▶ [TEXT SEGMENT]:

LEXINGTON, Ky. (May 17, 2018) — Catherine Linnen, an assistant professor of biology in the University of Kentucky College of Arts and Sciences, is the recipient of the National Science Foundation’s (NSF) prestigious Faculty Early Career Development (CAREER) award. The program will provide Linnen with $950,000 over five years to conduct research in evolutionary genetics and develop a teaching program to promote scientific research to students and the community. The two projects will be integrated to support the core goals of the grant.
“Being chosen for a CAREER award is perhaps the biggest honor of my academic career,” Linnen said. “The funds provided by this award will enable my lab to pursue cutting-edge research on the origins of biodiversity, while developing complementary teaching and outreach activities that will improve outcomes for STEM (science, technology, engineering and mathematics) majors at UK and increase scientific literacy in our students and community. Together, these activities will help me build the foundation for what I hope will be a lifetime of integrating research and teaching.”
Linnen’s project will examine how adaptation to different environments can generate barriers to reproduction between species, and how this process leads to the buildup of genetic differences across the genome. She will study two closely-related insect species (the redheaded-pine sawfly and the white-pine sawfly) that are adapted to different species of pine trees.
The first teaching/research project will determine whether different pine trees reduce hybridization between the species. Linnen and her team will examine the insects from different pines and identify them with a genetic test they are developing.

▶ [EXERCISE TASKS]:
1. Do the following statements agree with the article on Catherine Linnen's CAREER award? For each, answer yes or no and quote the deciding words from the article. (a) The award gives Linnen $950,000 over five years. (b) The sawfly species she will study are adapted to different species of oak trees. (c) Linnen calls the award perhaps the biggest honor of her academic career.
2. Can you rewrite the paragraph of the article on Catherine Linnen's CAREER award that begins "Linnen's project will examine" as a short list that keeps its main facts?

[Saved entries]
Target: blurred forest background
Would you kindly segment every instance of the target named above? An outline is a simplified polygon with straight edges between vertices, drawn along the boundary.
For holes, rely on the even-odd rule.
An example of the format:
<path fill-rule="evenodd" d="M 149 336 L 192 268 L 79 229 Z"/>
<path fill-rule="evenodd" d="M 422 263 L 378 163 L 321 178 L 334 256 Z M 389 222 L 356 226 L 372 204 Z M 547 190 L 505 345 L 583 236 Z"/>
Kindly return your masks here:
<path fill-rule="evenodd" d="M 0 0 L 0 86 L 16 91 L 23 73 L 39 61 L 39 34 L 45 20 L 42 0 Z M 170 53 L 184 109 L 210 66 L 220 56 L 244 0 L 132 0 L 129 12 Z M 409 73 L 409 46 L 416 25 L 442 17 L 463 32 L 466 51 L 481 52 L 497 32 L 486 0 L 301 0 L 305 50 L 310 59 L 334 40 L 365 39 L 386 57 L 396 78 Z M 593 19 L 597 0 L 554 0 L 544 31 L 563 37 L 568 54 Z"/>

▶ [SOLUTIONS]:
1.
(a) Yes: "The program will provide Linnen with $950,000 over five years"
(b) No: "that are adapted to different species of pine trees"
(c) Yes: "Being chosen for a CAREER award is perhaps the biggest honor of my academic career"

2.
- Examines how adaptation to different environments can create reproductive barriers between species
- Examines how this process leads to a buildup of genetic differences across the genome
- Studies two closely related insect species, the redheaded-pine sawfly and the white-pine sawfly
- These two species are adapted to different species of pine trees